[INPUT DATA — start]

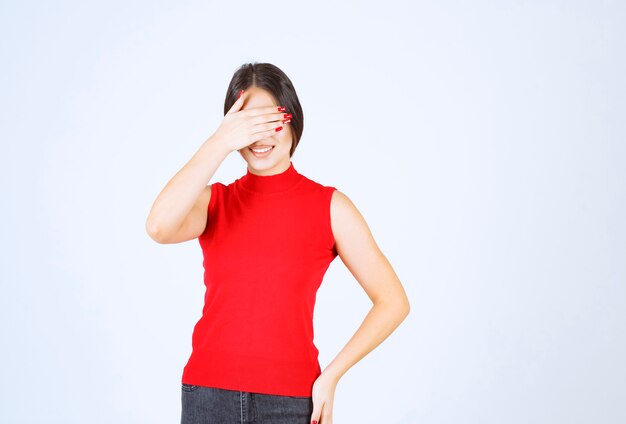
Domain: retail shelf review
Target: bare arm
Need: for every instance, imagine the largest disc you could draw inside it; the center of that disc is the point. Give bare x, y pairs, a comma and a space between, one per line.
179, 211
361, 255
170, 220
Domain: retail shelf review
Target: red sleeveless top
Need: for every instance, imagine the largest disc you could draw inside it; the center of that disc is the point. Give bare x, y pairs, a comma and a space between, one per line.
266, 248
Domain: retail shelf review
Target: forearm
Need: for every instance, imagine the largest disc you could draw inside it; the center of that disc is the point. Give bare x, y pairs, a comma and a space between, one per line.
179, 195
382, 319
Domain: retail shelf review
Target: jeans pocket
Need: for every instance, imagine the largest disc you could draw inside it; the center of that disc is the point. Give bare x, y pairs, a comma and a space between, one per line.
189, 387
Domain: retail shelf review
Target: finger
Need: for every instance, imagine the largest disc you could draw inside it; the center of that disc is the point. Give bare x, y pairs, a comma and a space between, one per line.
316, 414
255, 111
238, 103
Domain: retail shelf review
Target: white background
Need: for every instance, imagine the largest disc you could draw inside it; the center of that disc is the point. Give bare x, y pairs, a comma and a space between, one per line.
482, 141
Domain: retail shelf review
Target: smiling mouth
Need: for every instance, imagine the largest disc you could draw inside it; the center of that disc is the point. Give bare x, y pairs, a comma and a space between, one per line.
261, 150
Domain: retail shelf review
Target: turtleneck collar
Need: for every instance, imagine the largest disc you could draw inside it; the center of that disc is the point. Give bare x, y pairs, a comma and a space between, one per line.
275, 183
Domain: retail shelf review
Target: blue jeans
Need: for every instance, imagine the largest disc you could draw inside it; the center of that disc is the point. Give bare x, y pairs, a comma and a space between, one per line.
210, 405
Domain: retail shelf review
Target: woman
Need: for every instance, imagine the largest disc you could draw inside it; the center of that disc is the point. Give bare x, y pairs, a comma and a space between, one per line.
267, 239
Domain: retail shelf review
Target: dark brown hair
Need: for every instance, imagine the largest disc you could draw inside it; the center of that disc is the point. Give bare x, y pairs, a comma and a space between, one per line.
270, 78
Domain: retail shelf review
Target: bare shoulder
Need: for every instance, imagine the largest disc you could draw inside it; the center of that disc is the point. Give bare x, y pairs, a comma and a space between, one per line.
347, 223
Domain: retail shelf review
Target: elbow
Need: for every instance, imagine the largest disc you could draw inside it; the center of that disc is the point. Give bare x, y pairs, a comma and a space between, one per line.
154, 231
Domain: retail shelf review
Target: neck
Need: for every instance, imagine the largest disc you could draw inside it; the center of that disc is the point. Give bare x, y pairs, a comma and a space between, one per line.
274, 183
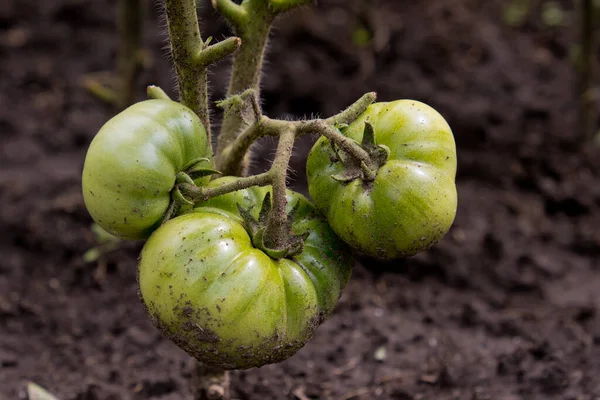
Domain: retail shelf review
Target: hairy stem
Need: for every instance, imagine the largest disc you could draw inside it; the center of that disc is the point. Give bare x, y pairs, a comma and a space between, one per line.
232, 156
247, 65
277, 232
351, 113
348, 145
231, 161
186, 42
130, 23
197, 194
192, 56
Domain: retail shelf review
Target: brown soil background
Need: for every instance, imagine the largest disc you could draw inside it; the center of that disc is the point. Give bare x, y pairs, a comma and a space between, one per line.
505, 307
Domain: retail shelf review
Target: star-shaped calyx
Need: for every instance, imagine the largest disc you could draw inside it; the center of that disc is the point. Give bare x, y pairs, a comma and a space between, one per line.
360, 169
257, 229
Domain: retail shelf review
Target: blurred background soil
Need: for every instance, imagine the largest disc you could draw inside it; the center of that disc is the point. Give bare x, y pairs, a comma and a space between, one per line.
505, 307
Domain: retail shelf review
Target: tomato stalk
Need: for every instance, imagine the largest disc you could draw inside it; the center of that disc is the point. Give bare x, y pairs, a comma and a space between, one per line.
251, 21
278, 231
231, 160
155, 92
192, 56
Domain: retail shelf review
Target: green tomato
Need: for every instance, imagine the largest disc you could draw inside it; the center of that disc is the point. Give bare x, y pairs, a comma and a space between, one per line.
132, 162
227, 303
411, 204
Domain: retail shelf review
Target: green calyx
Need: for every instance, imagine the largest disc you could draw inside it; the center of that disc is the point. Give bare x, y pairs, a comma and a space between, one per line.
294, 244
180, 203
360, 169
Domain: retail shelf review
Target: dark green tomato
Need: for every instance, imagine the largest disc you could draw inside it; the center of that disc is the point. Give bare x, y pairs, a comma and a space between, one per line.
130, 167
227, 303
411, 203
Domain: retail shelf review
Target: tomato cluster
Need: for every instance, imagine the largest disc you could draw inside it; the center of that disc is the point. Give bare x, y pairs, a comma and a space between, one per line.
205, 282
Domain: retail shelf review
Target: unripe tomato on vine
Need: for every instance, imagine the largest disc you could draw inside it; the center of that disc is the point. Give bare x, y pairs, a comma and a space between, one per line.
134, 162
410, 201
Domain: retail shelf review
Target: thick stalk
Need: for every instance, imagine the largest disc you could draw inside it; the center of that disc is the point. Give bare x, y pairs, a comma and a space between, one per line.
231, 162
348, 145
186, 43
192, 56
232, 157
351, 113
247, 64
587, 98
277, 232
197, 194
130, 23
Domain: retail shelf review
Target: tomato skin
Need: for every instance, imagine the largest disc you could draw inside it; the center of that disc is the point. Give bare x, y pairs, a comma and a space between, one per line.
227, 303
412, 202
131, 164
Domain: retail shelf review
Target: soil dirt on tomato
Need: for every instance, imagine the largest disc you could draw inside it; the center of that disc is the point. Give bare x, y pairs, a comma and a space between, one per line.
505, 307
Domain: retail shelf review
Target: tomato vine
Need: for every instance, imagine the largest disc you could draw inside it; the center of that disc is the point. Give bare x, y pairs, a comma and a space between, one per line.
381, 176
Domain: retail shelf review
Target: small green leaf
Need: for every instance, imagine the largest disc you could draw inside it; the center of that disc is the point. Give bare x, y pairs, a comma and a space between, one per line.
36, 392
346, 177
181, 203
265, 209
200, 172
368, 135
182, 177
195, 162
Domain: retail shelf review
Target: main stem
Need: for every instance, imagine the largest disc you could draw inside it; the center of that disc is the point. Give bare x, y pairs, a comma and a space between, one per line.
277, 232
186, 43
247, 66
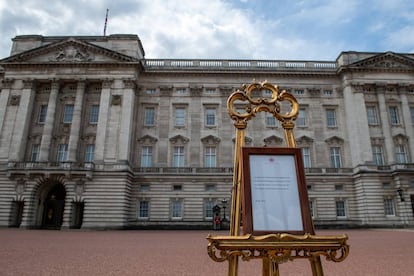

[INPUT DATA — finish]

Scan the entries above, and wherever a line holds the string "calyx", copy it.

## WRITTEN ANSWER
Target: star-shaped calyx
Target: green calyx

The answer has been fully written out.